=== STORED RECORDS ===
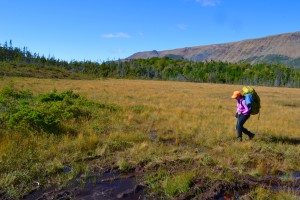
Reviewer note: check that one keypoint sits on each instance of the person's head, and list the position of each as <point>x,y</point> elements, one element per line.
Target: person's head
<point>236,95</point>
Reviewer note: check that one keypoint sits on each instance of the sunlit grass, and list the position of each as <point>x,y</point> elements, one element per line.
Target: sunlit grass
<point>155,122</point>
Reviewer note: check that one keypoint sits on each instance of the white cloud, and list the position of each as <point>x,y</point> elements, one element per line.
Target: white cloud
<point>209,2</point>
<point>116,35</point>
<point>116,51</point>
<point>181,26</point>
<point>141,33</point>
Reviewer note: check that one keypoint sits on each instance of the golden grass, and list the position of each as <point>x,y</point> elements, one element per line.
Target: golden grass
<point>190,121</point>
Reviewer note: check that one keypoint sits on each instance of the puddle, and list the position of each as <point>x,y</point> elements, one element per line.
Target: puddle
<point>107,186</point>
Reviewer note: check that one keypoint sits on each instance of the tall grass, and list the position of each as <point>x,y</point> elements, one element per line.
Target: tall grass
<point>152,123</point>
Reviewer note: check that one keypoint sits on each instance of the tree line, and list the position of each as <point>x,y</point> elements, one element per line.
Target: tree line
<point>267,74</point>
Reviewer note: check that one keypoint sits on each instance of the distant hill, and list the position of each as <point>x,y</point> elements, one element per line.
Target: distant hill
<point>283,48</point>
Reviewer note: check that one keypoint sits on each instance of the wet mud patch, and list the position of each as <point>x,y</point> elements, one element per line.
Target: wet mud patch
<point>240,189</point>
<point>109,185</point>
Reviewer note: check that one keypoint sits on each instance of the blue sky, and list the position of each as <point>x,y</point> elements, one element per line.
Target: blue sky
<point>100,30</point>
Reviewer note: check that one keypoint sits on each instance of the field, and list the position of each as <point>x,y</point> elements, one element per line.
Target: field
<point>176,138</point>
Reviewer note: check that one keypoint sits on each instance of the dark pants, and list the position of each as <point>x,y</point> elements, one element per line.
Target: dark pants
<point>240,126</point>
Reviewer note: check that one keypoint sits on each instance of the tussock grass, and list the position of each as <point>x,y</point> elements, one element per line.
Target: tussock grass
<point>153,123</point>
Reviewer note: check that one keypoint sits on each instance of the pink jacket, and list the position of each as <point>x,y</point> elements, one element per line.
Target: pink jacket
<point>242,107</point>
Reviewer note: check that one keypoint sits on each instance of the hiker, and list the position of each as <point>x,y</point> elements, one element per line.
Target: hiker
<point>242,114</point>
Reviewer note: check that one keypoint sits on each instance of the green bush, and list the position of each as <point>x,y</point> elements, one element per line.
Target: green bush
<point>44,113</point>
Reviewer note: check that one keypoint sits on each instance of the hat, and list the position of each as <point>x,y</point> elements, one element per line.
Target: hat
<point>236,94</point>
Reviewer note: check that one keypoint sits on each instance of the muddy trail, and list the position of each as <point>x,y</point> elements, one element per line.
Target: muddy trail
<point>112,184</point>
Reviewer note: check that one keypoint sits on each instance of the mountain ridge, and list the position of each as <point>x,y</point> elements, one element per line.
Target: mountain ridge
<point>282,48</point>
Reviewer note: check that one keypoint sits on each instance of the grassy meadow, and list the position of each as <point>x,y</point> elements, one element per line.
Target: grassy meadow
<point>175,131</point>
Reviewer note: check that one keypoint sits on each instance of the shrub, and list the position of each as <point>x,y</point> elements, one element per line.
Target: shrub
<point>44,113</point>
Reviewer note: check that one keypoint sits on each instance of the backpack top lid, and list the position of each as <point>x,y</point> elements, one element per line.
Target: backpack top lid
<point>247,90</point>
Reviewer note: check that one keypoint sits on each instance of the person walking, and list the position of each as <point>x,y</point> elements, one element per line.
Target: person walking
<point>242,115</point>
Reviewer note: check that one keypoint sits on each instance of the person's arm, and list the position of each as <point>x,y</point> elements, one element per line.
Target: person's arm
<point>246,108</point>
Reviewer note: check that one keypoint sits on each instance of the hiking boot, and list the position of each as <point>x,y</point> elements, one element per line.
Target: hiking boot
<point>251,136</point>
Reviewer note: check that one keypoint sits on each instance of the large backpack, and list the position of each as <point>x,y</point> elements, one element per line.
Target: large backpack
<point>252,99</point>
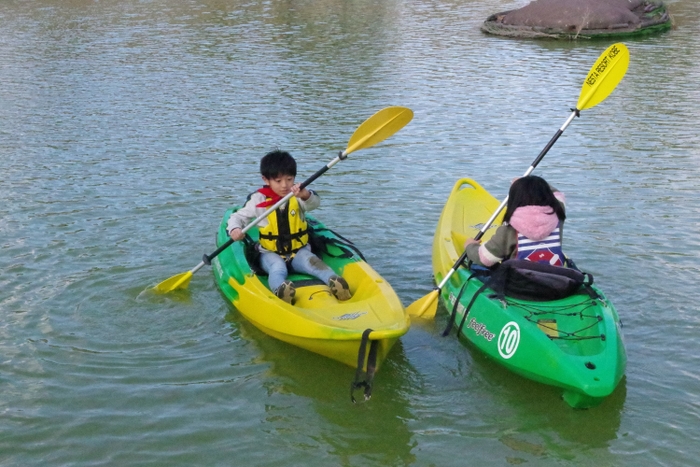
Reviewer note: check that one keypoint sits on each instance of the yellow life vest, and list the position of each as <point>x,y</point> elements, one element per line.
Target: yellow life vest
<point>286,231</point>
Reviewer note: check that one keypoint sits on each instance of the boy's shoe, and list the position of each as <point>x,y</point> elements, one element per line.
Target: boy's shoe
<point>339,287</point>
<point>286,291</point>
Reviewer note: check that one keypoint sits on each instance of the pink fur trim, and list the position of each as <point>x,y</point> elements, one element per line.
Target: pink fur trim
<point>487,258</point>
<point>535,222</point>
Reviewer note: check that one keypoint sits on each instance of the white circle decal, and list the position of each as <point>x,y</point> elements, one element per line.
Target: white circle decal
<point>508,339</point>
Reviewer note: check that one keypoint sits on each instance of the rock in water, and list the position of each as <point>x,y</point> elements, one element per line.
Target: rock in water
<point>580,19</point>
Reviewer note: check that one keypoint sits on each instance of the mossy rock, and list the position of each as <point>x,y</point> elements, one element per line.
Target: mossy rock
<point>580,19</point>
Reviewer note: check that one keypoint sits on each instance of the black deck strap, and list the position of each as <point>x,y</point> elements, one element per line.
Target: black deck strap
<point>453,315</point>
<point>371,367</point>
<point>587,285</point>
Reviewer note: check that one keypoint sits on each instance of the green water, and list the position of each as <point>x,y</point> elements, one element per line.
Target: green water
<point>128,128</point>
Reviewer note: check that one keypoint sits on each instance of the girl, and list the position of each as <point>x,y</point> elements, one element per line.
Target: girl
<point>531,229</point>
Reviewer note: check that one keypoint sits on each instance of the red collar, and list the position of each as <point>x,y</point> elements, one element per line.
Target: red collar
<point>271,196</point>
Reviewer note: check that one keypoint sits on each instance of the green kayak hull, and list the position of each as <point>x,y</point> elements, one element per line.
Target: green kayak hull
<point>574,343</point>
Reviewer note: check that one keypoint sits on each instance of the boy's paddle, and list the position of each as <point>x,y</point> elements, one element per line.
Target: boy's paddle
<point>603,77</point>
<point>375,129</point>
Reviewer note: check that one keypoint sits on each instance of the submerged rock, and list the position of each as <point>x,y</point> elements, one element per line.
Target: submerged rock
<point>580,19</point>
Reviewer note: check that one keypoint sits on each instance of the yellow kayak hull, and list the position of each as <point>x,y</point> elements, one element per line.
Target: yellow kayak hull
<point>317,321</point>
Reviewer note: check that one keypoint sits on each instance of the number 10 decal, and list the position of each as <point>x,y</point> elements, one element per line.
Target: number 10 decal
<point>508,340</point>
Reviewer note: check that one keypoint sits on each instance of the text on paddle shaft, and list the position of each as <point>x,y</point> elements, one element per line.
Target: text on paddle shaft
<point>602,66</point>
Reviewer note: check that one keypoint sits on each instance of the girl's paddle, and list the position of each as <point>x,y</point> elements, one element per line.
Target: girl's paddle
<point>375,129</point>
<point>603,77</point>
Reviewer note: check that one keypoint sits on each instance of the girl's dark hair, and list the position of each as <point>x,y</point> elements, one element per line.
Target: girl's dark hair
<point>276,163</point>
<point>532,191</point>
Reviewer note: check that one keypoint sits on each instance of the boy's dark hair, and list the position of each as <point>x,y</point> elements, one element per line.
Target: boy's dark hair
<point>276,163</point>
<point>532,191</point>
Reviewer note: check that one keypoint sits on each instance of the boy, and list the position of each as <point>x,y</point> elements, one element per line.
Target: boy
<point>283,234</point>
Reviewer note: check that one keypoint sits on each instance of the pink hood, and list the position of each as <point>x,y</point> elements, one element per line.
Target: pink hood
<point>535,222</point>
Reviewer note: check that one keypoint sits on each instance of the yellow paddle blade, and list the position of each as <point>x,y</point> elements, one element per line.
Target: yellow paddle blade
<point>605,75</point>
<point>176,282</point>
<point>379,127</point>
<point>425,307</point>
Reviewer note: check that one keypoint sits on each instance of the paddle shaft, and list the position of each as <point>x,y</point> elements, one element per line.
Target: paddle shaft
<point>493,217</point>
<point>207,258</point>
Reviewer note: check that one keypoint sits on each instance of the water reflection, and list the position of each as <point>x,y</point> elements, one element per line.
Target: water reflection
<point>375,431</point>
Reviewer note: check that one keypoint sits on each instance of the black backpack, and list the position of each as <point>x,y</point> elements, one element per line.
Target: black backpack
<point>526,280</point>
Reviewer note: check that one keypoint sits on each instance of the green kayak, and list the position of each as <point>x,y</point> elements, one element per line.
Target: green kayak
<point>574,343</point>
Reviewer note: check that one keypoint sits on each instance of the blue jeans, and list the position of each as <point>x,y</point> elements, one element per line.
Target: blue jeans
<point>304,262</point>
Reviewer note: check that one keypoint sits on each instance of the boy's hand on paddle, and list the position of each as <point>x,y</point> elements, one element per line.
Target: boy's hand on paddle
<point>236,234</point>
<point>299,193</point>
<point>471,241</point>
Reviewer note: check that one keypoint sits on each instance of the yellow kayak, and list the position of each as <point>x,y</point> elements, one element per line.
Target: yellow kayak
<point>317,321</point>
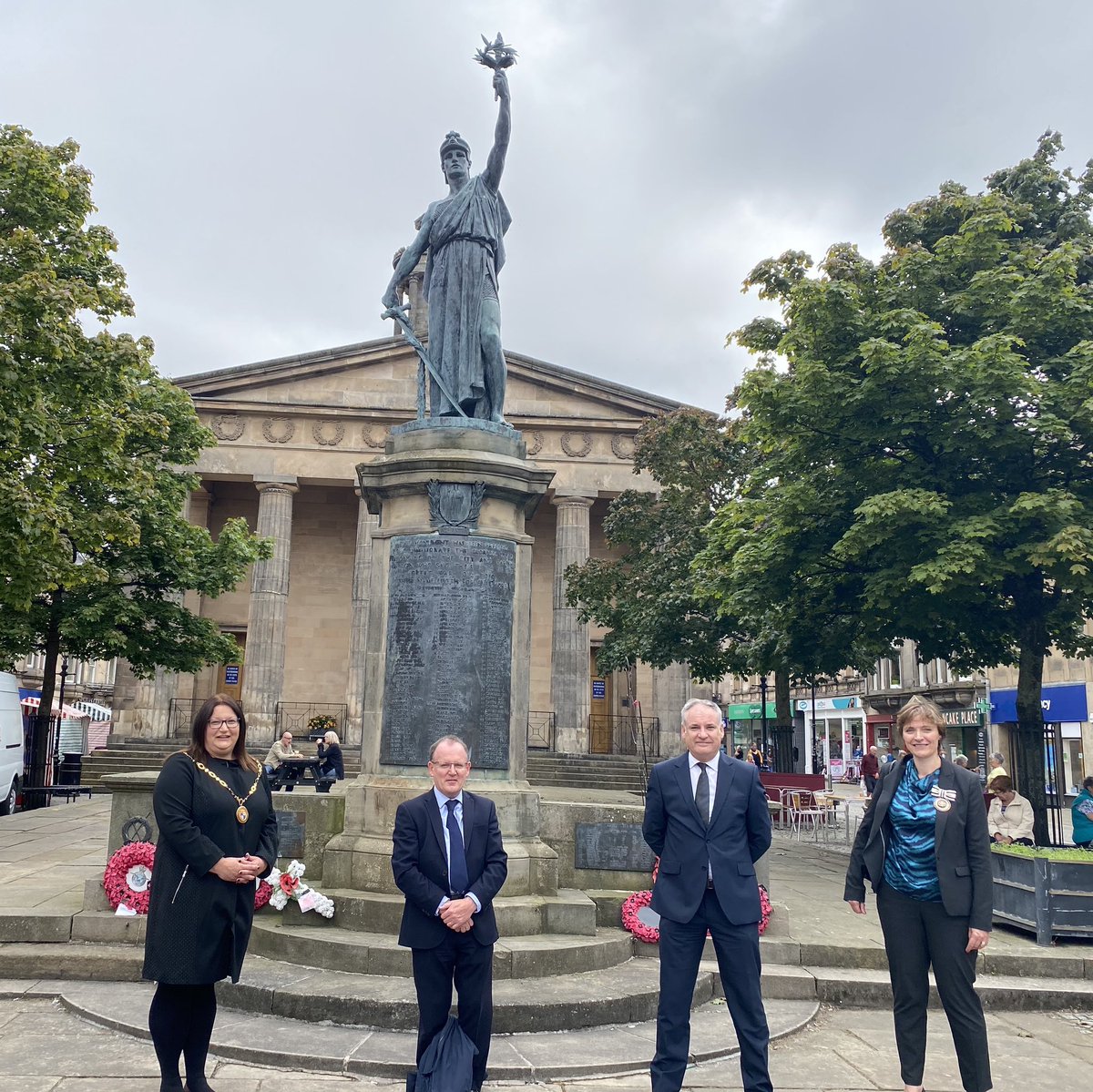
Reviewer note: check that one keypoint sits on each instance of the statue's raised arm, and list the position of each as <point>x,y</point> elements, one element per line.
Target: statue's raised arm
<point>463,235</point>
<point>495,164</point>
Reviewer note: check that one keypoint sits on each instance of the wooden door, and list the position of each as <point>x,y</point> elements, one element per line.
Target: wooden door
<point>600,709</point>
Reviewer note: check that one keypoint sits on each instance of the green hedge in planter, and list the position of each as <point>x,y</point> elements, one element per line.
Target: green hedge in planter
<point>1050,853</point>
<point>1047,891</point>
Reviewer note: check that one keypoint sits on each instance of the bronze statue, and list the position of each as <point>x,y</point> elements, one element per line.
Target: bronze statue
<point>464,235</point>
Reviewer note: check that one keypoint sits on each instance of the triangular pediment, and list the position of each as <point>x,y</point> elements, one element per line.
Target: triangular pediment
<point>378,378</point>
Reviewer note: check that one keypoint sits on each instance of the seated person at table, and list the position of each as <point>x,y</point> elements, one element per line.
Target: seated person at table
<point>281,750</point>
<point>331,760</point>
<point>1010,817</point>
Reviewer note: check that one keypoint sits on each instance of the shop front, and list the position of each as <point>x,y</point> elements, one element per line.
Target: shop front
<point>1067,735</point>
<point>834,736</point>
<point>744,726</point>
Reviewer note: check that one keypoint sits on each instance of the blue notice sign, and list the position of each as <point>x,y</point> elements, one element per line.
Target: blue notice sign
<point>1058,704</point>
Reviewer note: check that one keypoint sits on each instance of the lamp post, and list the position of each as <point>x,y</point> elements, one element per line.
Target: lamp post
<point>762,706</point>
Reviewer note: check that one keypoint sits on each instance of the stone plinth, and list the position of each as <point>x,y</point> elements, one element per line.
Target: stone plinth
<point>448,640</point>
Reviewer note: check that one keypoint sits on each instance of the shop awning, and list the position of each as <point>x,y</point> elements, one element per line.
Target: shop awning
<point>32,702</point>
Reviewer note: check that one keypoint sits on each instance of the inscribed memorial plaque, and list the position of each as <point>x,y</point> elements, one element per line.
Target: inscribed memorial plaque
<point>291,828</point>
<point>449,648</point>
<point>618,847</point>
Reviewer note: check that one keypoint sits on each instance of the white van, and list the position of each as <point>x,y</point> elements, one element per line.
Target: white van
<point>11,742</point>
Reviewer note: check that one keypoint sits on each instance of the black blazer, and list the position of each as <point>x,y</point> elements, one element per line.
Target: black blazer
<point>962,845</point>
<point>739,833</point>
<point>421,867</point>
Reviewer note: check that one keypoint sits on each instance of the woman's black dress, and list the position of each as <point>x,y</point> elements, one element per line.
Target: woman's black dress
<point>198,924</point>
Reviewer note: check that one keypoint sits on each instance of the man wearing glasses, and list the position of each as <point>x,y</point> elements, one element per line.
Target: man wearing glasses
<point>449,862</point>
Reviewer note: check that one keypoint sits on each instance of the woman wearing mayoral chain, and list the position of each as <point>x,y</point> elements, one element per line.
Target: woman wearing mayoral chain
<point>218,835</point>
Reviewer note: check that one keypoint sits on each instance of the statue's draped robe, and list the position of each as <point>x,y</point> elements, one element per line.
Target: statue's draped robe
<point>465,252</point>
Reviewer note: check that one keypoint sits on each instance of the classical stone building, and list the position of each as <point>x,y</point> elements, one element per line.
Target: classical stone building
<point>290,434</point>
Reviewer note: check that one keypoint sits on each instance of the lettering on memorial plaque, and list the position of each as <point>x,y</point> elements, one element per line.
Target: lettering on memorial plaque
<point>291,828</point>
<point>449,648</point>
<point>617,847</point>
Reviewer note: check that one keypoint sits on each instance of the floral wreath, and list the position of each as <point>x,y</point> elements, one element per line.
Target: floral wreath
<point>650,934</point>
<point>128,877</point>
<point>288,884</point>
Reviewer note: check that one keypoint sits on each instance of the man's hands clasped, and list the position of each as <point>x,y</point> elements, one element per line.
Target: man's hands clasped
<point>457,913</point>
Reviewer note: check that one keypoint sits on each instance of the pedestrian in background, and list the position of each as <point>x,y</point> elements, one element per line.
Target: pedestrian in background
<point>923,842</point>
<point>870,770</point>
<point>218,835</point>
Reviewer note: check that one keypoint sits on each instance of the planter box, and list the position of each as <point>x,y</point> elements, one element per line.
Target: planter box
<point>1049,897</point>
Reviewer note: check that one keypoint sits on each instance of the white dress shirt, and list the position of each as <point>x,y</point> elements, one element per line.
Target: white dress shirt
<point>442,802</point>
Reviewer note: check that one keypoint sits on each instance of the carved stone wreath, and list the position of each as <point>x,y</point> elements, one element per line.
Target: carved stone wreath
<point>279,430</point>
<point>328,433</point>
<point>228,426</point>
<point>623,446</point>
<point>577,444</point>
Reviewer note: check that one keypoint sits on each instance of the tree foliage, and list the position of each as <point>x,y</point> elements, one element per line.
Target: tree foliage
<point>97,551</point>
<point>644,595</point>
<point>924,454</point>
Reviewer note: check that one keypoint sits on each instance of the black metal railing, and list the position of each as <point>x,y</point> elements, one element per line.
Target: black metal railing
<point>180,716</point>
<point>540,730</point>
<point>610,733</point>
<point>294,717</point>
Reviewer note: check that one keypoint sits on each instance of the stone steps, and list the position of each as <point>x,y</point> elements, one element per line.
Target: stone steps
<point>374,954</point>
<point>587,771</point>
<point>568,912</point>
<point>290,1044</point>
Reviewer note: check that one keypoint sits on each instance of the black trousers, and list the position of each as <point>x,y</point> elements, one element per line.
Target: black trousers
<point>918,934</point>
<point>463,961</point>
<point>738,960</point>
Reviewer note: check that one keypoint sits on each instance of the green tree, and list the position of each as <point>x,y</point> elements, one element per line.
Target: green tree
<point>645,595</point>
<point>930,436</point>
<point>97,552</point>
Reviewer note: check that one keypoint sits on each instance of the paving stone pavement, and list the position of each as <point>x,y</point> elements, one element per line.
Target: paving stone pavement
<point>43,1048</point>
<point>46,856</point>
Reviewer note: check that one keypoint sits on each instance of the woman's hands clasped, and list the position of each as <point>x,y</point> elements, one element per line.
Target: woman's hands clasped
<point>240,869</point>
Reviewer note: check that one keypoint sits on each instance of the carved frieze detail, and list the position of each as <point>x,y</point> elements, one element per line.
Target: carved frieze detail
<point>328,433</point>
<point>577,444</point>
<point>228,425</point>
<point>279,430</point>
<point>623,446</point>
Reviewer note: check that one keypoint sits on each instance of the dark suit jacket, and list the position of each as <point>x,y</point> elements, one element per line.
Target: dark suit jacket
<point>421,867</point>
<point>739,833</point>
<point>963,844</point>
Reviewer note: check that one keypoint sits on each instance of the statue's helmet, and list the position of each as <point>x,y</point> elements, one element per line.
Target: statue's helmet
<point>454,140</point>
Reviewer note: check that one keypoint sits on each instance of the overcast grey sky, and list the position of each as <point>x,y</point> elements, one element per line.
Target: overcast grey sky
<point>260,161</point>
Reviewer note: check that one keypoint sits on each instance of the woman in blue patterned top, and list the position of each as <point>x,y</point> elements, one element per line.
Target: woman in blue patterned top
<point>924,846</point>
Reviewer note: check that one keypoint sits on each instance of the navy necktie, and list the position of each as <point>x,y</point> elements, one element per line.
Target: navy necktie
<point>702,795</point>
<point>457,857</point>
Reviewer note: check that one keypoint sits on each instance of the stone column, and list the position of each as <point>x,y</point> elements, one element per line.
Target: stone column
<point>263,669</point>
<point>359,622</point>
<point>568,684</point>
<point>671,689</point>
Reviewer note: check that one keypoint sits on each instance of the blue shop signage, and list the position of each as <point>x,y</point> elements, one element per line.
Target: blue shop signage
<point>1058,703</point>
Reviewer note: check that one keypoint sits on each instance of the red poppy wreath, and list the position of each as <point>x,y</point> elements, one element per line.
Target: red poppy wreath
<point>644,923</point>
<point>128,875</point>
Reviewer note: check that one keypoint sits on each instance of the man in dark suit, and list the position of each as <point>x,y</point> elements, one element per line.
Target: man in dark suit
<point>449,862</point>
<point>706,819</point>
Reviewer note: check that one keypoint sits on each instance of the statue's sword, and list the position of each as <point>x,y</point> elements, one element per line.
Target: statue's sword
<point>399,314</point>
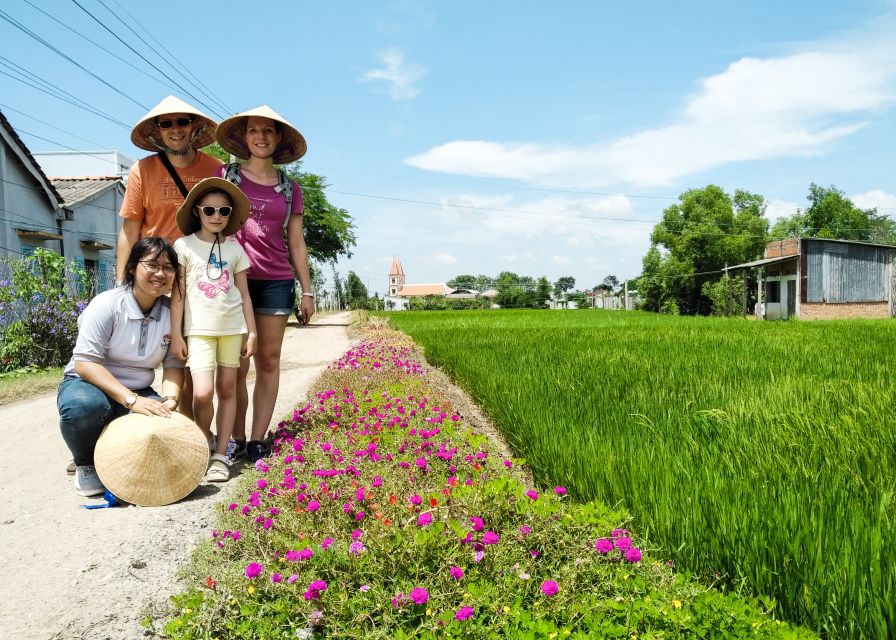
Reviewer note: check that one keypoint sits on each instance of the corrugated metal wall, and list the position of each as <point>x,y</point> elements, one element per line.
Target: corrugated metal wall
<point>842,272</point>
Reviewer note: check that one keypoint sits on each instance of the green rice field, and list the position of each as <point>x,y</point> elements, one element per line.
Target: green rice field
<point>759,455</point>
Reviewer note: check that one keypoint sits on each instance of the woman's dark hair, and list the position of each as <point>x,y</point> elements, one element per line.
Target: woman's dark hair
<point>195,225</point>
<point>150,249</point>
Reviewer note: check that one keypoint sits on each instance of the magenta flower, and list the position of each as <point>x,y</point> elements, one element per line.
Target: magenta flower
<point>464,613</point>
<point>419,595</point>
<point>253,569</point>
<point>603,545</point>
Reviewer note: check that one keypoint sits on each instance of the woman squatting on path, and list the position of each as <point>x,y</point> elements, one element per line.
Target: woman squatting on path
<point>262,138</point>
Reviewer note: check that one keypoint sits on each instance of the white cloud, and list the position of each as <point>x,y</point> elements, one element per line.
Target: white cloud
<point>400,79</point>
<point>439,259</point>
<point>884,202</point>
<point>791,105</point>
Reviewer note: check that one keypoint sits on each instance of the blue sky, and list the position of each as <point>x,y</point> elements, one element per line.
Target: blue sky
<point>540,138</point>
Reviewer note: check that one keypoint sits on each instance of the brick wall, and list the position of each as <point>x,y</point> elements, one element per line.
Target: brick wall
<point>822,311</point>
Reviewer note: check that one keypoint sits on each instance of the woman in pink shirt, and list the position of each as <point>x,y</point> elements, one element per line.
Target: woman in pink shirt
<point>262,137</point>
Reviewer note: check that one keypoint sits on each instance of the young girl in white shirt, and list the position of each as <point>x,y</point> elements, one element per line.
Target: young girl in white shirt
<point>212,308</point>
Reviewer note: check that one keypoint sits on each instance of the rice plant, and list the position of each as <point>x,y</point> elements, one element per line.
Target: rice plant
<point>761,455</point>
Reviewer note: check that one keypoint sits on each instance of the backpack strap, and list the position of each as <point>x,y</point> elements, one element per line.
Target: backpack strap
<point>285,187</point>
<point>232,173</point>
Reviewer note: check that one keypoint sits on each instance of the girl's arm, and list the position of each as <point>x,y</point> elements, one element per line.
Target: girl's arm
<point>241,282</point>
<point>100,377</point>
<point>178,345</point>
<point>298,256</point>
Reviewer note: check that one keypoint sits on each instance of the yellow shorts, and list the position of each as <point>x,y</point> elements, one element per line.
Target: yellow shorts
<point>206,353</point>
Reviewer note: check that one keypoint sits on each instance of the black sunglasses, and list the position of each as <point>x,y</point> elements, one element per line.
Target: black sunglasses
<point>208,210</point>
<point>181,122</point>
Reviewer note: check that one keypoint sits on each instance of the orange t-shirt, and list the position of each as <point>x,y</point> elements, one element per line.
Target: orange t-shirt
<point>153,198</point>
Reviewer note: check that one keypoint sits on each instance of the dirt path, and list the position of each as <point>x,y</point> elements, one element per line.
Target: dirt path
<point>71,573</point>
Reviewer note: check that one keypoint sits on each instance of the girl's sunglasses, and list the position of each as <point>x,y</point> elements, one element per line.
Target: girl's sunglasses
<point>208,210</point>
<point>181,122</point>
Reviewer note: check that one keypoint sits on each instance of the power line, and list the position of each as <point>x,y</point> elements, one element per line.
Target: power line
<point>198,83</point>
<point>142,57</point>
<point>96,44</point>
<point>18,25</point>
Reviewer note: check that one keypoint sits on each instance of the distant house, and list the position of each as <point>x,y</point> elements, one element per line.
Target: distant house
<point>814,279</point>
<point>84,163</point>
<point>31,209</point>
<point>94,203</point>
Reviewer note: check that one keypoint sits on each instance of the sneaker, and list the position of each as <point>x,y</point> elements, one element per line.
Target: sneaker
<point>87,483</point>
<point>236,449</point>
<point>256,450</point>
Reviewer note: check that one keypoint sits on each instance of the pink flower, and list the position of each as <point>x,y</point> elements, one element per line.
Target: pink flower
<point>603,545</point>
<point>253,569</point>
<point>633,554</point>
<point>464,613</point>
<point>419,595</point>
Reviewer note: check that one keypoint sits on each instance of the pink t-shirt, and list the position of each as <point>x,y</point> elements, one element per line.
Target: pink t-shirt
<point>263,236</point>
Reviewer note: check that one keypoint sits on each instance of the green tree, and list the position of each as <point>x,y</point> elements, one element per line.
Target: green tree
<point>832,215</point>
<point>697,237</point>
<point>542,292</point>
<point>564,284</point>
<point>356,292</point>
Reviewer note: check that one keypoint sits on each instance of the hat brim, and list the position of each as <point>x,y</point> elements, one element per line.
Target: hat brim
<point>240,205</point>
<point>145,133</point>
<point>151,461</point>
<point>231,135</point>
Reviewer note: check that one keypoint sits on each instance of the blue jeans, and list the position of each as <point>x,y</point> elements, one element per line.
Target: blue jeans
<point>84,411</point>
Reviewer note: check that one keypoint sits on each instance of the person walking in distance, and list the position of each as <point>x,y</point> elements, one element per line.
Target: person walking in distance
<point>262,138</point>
===
CHALLENGE: Number the lines of the material from the line with "the woman's black" through the line with "<point>198,924</point>" as a list, leaving out any blank lines.

FULL RESPONSE:
1. Reviewer note: check that one keypoint sits on each instance of the woman's black dress, and list the position of each as <point>x,y</point> elements, one element per line.
2. Target: woman's black dress
3. <point>198,924</point>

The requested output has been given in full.